··· Extracted material ···

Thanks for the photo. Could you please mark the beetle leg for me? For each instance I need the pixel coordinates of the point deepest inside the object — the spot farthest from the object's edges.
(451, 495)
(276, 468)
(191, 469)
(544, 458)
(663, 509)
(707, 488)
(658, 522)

···

> Assignment
Copy the material above exactly. Include every line.

> Response area
Thanks for the photo. Could you please mark the beetle leg for me? For each instance I need the pixel coordinates of the point deepest inside the object — the spot farthest from the object's edges.
(451, 495)
(276, 468)
(191, 469)
(544, 458)
(663, 509)
(707, 488)
(658, 522)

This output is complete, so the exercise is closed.